→ EXTRACTED DATA:
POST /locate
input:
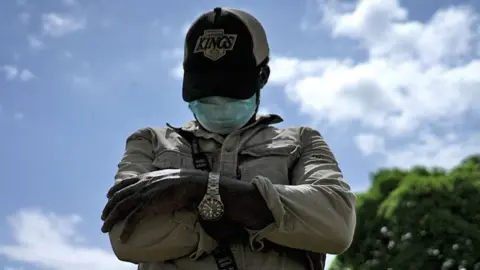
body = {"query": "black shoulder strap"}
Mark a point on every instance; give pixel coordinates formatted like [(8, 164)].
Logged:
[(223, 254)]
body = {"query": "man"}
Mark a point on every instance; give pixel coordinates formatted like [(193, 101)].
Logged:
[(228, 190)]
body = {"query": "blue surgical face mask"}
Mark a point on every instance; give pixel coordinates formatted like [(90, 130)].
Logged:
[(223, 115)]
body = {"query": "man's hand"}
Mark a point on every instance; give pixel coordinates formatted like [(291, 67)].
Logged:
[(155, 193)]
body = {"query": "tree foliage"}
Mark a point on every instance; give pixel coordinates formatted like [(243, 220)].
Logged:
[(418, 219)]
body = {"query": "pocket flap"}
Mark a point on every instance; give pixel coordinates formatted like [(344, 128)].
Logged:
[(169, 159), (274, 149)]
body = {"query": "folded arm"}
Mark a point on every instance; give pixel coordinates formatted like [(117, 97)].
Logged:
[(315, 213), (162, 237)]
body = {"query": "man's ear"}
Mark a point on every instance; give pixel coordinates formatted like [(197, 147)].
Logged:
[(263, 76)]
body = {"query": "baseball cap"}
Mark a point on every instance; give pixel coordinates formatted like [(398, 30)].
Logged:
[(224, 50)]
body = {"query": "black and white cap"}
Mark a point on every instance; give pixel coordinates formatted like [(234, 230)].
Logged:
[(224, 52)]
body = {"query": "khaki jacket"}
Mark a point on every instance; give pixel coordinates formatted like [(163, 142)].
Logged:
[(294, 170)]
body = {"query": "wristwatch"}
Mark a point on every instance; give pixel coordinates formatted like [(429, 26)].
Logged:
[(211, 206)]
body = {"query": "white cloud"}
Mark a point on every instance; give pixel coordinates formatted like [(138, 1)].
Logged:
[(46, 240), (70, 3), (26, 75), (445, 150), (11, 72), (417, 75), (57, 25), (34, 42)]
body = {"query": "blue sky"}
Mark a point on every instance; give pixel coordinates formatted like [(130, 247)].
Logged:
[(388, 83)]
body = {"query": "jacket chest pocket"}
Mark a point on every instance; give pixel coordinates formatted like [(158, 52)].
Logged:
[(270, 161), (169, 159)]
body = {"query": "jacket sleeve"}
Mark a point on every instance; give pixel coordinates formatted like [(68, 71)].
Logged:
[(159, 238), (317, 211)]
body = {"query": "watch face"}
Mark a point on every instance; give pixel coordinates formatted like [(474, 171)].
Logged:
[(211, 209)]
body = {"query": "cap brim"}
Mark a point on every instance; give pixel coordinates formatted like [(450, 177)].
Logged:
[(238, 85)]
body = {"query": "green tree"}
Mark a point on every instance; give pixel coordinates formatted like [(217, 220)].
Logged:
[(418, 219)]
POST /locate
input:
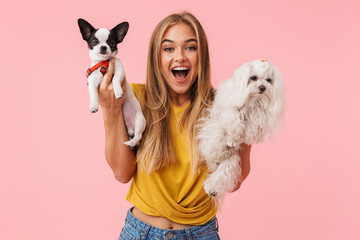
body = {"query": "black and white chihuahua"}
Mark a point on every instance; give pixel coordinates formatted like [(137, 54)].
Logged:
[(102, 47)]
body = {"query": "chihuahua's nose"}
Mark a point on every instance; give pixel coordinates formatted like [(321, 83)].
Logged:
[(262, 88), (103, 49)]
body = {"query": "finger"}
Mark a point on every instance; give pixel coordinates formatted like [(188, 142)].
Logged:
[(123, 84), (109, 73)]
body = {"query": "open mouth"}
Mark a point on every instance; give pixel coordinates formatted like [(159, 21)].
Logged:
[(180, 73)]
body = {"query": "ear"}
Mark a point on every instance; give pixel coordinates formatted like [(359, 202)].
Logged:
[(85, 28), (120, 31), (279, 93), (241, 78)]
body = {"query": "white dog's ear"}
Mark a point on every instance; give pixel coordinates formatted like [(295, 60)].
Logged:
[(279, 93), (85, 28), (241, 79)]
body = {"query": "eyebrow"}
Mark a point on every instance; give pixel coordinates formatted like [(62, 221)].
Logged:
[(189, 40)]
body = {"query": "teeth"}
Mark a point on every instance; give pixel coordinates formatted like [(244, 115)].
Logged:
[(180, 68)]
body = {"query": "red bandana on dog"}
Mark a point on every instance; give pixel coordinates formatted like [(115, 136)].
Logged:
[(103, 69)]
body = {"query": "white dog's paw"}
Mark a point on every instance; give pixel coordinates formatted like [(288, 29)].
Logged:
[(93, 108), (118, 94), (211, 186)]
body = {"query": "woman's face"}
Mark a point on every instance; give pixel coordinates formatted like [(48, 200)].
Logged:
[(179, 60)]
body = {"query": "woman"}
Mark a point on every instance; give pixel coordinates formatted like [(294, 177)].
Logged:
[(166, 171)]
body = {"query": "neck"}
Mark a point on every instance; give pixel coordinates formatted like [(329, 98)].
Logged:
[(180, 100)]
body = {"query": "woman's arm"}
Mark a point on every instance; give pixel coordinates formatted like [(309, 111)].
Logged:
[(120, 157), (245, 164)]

→ WORK REQUIRED:
Search the material for the word "blue". Each line where it is found must be copied.

→ FINAL ANSWER:
body = {"query": "blue surgical face mask"}
body = {"query": "blue sky"}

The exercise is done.